=== DATA PROVIDED ===

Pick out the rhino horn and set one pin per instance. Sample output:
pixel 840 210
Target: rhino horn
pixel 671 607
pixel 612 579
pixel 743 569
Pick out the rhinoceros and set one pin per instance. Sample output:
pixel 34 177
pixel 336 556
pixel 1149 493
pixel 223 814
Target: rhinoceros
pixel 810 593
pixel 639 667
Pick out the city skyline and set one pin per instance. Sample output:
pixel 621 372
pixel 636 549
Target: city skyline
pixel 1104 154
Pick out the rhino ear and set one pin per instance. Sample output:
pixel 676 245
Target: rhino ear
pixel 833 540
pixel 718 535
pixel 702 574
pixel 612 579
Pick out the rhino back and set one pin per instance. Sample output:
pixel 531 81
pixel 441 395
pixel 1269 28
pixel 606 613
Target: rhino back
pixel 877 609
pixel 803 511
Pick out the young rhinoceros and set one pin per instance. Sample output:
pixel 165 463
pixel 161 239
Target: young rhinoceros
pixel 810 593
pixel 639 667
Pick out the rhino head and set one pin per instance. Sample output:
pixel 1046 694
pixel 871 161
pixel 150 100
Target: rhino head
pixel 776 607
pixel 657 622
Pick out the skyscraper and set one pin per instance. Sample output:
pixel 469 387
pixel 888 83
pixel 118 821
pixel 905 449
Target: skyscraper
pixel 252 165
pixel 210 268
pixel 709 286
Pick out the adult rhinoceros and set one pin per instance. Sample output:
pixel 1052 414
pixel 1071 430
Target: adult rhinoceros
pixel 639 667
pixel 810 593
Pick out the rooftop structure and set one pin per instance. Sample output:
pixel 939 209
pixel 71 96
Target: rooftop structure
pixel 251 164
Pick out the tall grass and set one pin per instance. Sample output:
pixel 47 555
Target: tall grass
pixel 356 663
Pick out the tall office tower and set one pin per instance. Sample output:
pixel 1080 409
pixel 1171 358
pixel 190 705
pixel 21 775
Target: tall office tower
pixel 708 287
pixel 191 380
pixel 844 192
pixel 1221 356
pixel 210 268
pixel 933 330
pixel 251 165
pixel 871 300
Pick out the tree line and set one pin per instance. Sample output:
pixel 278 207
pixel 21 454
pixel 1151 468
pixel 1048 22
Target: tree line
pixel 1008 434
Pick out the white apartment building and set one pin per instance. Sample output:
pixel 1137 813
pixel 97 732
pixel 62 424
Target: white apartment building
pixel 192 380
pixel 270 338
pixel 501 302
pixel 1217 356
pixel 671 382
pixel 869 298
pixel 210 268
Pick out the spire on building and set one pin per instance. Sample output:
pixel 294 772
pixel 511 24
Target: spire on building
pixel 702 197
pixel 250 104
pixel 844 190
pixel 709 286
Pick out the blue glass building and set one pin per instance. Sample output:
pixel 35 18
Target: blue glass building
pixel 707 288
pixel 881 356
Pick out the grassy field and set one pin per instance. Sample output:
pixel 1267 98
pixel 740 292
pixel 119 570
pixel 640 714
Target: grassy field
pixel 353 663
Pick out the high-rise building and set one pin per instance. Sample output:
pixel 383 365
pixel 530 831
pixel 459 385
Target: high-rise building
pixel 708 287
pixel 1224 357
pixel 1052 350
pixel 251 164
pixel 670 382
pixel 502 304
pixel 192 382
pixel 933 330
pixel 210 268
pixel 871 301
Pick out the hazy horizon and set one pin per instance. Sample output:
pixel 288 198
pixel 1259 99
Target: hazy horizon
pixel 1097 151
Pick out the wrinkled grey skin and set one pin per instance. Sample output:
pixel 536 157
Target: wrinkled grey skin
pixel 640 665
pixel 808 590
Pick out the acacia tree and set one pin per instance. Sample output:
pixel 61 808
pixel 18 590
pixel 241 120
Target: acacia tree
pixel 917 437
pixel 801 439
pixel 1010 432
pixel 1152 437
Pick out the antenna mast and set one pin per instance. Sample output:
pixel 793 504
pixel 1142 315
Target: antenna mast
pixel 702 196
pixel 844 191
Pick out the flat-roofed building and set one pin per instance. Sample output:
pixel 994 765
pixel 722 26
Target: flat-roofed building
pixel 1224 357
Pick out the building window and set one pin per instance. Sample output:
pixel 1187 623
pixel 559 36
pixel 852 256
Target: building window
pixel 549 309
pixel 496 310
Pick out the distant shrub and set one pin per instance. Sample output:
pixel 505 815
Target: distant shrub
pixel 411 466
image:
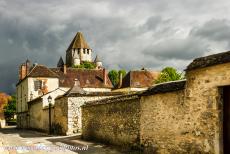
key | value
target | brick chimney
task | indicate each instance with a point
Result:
(104, 77)
(64, 69)
(27, 66)
(22, 71)
(120, 79)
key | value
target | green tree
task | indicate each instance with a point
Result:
(169, 74)
(113, 76)
(123, 72)
(10, 109)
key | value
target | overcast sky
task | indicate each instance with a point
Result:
(128, 34)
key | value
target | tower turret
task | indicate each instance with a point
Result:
(60, 62)
(98, 62)
(78, 50)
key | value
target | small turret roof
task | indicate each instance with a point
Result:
(78, 42)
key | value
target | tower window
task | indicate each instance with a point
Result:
(37, 85)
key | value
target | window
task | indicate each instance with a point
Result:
(37, 85)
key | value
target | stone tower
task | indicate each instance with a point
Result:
(78, 51)
(98, 62)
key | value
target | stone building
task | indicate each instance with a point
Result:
(137, 80)
(188, 116)
(38, 82)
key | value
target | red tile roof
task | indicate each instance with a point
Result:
(89, 78)
(139, 79)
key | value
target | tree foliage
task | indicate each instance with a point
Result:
(86, 65)
(123, 72)
(169, 74)
(4, 99)
(10, 108)
(114, 76)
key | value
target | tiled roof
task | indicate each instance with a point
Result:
(166, 87)
(41, 71)
(215, 59)
(78, 42)
(89, 78)
(139, 79)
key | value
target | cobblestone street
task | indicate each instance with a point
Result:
(32, 142)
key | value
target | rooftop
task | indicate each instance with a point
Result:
(211, 60)
(78, 42)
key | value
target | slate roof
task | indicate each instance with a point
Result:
(41, 71)
(89, 78)
(78, 42)
(139, 79)
(211, 60)
(60, 62)
(166, 87)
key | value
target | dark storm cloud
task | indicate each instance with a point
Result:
(125, 34)
(214, 30)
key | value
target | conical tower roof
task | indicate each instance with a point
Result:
(78, 42)
(97, 59)
(60, 62)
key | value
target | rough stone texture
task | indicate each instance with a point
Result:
(188, 120)
(203, 96)
(22, 120)
(39, 117)
(116, 122)
(162, 122)
(67, 113)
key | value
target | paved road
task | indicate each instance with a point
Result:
(32, 142)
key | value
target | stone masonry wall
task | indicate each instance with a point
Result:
(115, 123)
(68, 113)
(61, 115)
(162, 122)
(189, 121)
(203, 96)
(39, 117)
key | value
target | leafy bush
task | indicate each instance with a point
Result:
(169, 74)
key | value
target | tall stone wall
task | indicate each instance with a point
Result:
(23, 120)
(163, 126)
(189, 121)
(203, 96)
(61, 115)
(115, 121)
(39, 117)
(68, 114)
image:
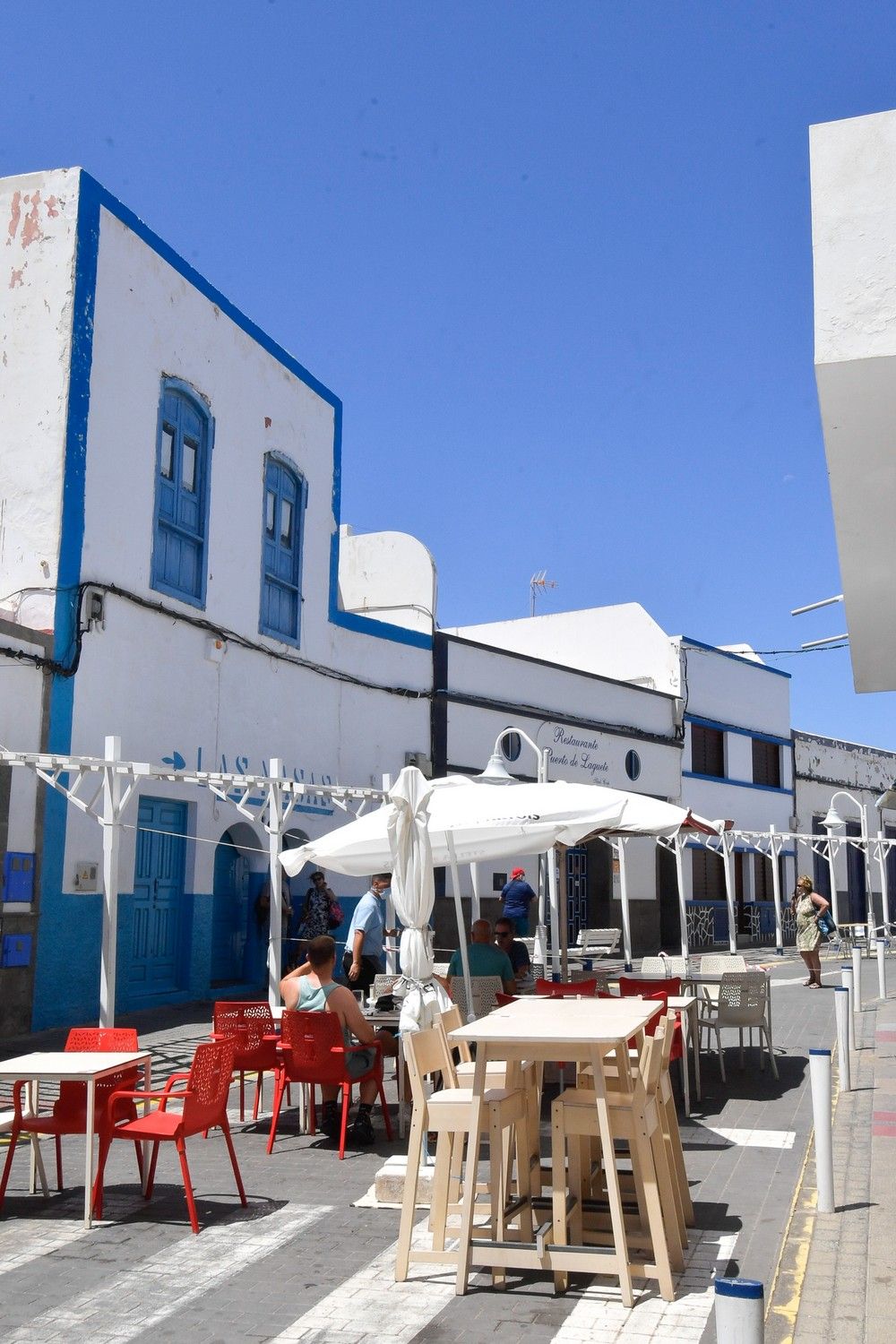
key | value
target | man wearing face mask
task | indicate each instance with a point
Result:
(365, 940)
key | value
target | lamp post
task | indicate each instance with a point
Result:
(833, 819)
(497, 773)
(887, 800)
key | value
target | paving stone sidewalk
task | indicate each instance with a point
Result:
(837, 1269)
(304, 1263)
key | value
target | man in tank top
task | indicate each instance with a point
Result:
(311, 988)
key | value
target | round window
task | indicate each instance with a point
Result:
(511, 746)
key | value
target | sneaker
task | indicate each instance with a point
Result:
(362, 1131)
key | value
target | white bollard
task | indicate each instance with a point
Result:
(820, 1078)
(847, 981)
(740, 1314)
(857, 980)
(841, 1012)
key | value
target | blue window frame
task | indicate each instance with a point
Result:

===

Rewrite all of the data above so that "Sample output" becomes "Example output" wherever it occurs, with every other part kept unchanged. Omit the pictures from your answer.

--- CORRECT RESULT ---
Pick out the rhino horn and set one pin per instance. Example output:
pixel 840 210
Target: rhino horn
pixel 671 607
pixel 612 579
pixel 743 569
Pick out the rhinoceros and set one pin per instance. Example output:
pixel 34 177
pixel 336 556
pixel 1149 493
pixel 223 814
Target: rhinoceros
pixel 810 593
pixel 639 667
Pick out the city skyline and set one pin per instance. Example output:
pixel 621 372
pixel 636 549
Target: city skyline
pixel 1104 154
Pick out the rhino ear and set one pin per instance. Example output:
pixel 676 245
Target: rhino ear
pixel 833 540
pixel 718 535
pixel 702 574
pixel 612 579
Pick out the rhino back and set one pin per instance. Example output:
pixel 531 81
pixel 441 395
pixel 1269 28
pixel 606 613
Target: rhino back
pixel 877 609
pixel 803 511
Pick out the young rhinoceros and set one pin per instance. Example output:
pixel 165 463
pixel 161 239
Target: young rhinoceros
pixel 810 593
pixel 639 667
Pick out the rhino head and set one pin per instance. Example output:
pixel 1046 694
pixel 871 161
pixel 150 100
Target: rhino head
pixel 776 607
pixel 657 622
Pick out the skyscraper and set one pin per instance. Example output:
pixel 469 387
pixel 888 83
pixel 118 821
pixel 905 449
Target: skyscraper
pixel 252 165
pixel 210 268
pixel 709 286
Pick out the adult rhinoceros and set one pin per instance. Example output:
pixel 1052 414
pixel 1071 430
Target: adult rhinoceros
pixel 639 667
pixel 810 593
Pick out the rooftop structure and set one pin per instance. Example output:
pixel 939 209
pixel 71 96
Target: rooftop structure
pixel 251 164
Pick out the tall grass and set one pin per instance. Example output:
pixel 47 555
Target: tall grass
pixel 356 663
Pick out the tall office tower and set one pin per instance. Example output:
pixel 1080 409
pixel 1171 358
pixel 190 705
pixel 21 775
Target: tall office tower
pixel 708 287
pixel 191 380
pixel 844 192
pixel 1221 356
pixel 210 268
pixel 933 330
pixel 251 165
pixel 871 300
Pick out the tree line and set one pin per instance. Example output:
pixel 278 207
pixel 21 454
pixel 1151 468
pixel 1048 22
Target: tree line
pixel 1008 434
Pick out the white apartment building and set one pin per instance. Example output:
pixel 1137 813
pixel 97 732
pixel 62 424
Target: white apartment building
pixel 192 380
pixel 270 338
pixel 501 302
pixel 1217 356
pixel 671 382
pixel 869 298
pixel 210 268
Pick out the spire on building and set one pin per instance. Example output:
pixel 294 772
pixel 511 24
Target: spire on building
pixel 702 197
pixel 250 104
pixel 844 190
pixel 709 286
Pick out the blue glass building and set one pin per instance. Example output:
pixel 35 18
Target: blue glass building
pixel 707 288
pixel 881 356
Pick out the grassy field and set one pin per instance. Example output:
pixel 1267 98
pixel 740 292
pixel 119 570
pixel 640 714
Target: grassy field
pixel 353 663
Pick out the high-rise building and set one pin per instance. Example output:
pixel 383 365
pixel 530 831
pixel 459 385
Target: high-rise building
pixel 708 287
pixel 1224 357
pixel 1052 350
pixel 251 164
pixel 670 382
pixel 502 304
pixel 192 382
pixel 933 330
pixel 210 268
pixel 871 301
Pick out the hazy horizon and set one pin per instance. Example output:
pixel 288 198
pixel 1259 99
Target: hazy horizon
pixel 1097 151
Pick out the wrinkled grey skin and set one pin per instance. Example output:
pixel 536 157
Target: wrinkled grey skin
pixel 640 665
pixel 808 590
Pick out the acacia tree and set one pin per instance. Example output:
pixel 61 808
pixel 18 590
pixel 241 120
Target: acacia tree
pixel 917 437
pixel 801 439
pixel 1010 432
pixel 1152 437
Pick out the antenna mast and set one pin per instance. Example output:
pixel 793 504
pixel 1142 315
Target: antenna mast
pixel 702 196
pixel 844 191
Pick out the flat-roofed building and set one pin per instance. Example output:
pixel 994 765
pixel 722 26
Target: flat-roofed building
pixel 1224 357
Pick out the building window and set one pin per instance. Example output:
pixel 1187 623
pixel 559 36
pixel 852 256
Target: building window
pixel 549 309
pixel 496 310
Pick out the distant shrub and set one pin per instance. Example output:
pixel 505 815
Target: distant shrub
pixel 411 466
image:
key | value
target | brick chimney
task | indicate each instance with a point
Result:
(104, 77)
(64, 69)
(27, 66)
(22, 71)
(120, 79)
key | value
target | green tree
task | indicate each instance with a point
Result:
(169, 74)
(113, 76)
(123, 72)
(10, 109)
key | value
target | overcast sky
task | indicate each instance with a point
Result:
(128, 34)
key | value
target | tower turret
task | indicate each instance with a point
Result:
(60, 62)
(98, 62)
(78, 50)
key | value
target | small turret roof
task | indicate each instance with a point
Result:
(78, 42)
key | value
target | tower window
task | indicate each instance with a point
Result:
(37, 85)
key | value
target | window
task | indicate each instance with a point
Result:
(37, 85)
key | value
target | stone tower
task | indicate each instance with a point
Result:
(78, 51)
(98, 62)
key | value
target | stone building
task | indicate each instance with a point
Result:
(137, 80)
(188, 116)
(38, 82)
key | value
target | red tile roof
task | indicate each instance with a point
Result:
(89, 78)
(139, 79)
key | value
target | tree foliage
task | indicate each instance with a point
Result:
(86, 65)
(123, 72)
(169, 74)
(4, 99)
(10, 108)
(114, 76)
key | value
target | tiled roof
task | indicate each instance with a point
Result:
(166, 87)
(41, 71)
(215, 59)
(78, 42)
(89, 78)
(139, 79)
key | value
target | cobblestone street
task | indicate each instance with a point
Result:
(32, 142)
key | value
target | rooftop
task | indicate each instance with a point
Result:
(211, 60)
(78, 42)
key | value
target | slate roof
task | indicate each instance with a point
Result:
(41, 71)
(89, 78)
(78, 42)
(139, 79)
(211, 60)
(60, 62)
(166, 87)
key | value
target | dark storm cloud
task | indicate each instance with a point
Result:
(125, 34)
(214, 30)
key | value
target | conical tower roof
task | indicate each instance with a point
Result:
(78, 42)
(97, 59)
(60, 62)
key | value
target | rough stone texture
task | indicate each instance with a point
Result:
(188, 120)
(203, 96)
(22, 120)
(39, 117)
(116, 122)
(162, 122)
(67, 113)
key | value
target | paved road
task | indicate each instance with a point
Result:
(32, 142)
key | value
target | stone masonry wall
task | indicate each instance with a point
Result:
(115, 123)
(68, 113)
(61, 115)
(162, 122)
(189, 121)
(203, 96)
(39, 117)
key | value
target | leafy bush
task | indicate each instance with a point
Result:
(169, 74)
key | value
target | tall stone wall
task | indicate each instance with a point
Result:
(23, 120)
(163, 126)
(189, 121)
(203, 96)
(61, 115)
(115, 121)
(39, 117)
(68, 114)
image:
key | value
target | man wearing face mask
task | indicate each instance with a point
Result:
(365, 940)
key | value
target | lamp post
task | indicate each instance with a point
Result:
(833, 819)
(497, 773)
(887, 800)
key | value
target | paving stone sidewalk
task | indicate each instance with a point
Result:
(837, 1269)
(304, 1263)
key | value
target | man in tank top
task | indicate each instance with a point
Result:
(311, 988)
key | value
target | round window
task | indicate each instance with a point
Result:
(511, 746)
key | value
target | sneaker
task | indicate each instance with a point
Result:
(362, 1131)
key | value
target | white bollard
task | indicate each instance with a point
Result:
(820, 1078)
(847, 981)
(740, 1314)
(857, 980)
(841, 1012)
key | value
target | blue window frame
task | indicate each instance with a point
Result:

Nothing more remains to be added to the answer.